**Excerpt to read**
↓↓↓
Lott Keeping His ‘Options Open’
More than 18 months after his fall from leadership, Sen. Trent Lott (R-Miss.) continues to be one of the most prolific fundraisers on Capitol Hill, collecting the second-largest haul of cash for his PAC so far in the 108th Congress.
Lott’s leadership political action committee has brought in a shade less than $3 million since he was ousted as Republican leader at the end of the 107th Congress, a hearty sum that represents more cash than Speaker Dennis Hastert (R-Ill.) or House Majority Leader Tom DeLay (R-Texas) raised for their PACs.
The only lawmaker to reel in more donations is the man who helped push Lott out of leadership, Senate Majority Leader Bill Frist (R-Tenn.), whose PAC raised almost $3.6 million in the first 18 months of the 2004 election cycle, according to reports filed with the Federal Election Commission.
Why is Lott maintaining such a full-throttle political operation? “Because I’m here, because I want to help good candidates,” Lott said Wednesday.
Despite his ouster, Lott said he wants to remain a politically active force and realizes that will lead to some speculation about his next steps — specifically, whether he now wants to run for re-election in 2006 and whether he would ever consider another run at a leadership position.
While many GOP Senators, aides and strategists privately are betting he’ll retire — Lott raised just $17,335 last quarter for his re-election committee — the Mississippi Republican remains intentionally coy about his future.
“I’m always trying to keep my options open,” he said. “A lot of it would depend upon what happens this year in the elections.”
Regardless of his ultimate intentions, Lott expects to continue playing a role in the Senate, not just as elder statesman and behind-the-scenes wheeler-dealer, but also as a political tactician.
He held a fundraiser last week and one this week for his New Republican Majority Fund PAC, and three more are on the schedule for September, Lott said.
↑↑↑
**Tasks to perform**
a) Answer these from the piece on Lott's fundraising:
(i) How much did Bill Frist's PAC raise in the first 18 months of the 2004 election cycle?
(ii) How much did Lott raise last quarter for his re-election committee?
(iii) How many more fundraisers for his PAC are scheduled for September?
b) Rewrite the records below with "Example output" changed to "Sample output" everywhere it appears, leaving everything else as it is.

**Some records**
↓↓↓
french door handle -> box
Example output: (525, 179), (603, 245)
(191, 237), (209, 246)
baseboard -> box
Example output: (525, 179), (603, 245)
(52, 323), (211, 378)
↑↑↑
**Answers for this exercise**
a)
(i) Almost $3.6 million
(ii) $17,335
(iii) Three

b)
french door handle -> box
Sample output: (525, 179), (603, 245)
(191, 237), (209, 246)
baseboard -> box
Sample output: (525, 179), (603, 245)
(52, 323), (211, 378)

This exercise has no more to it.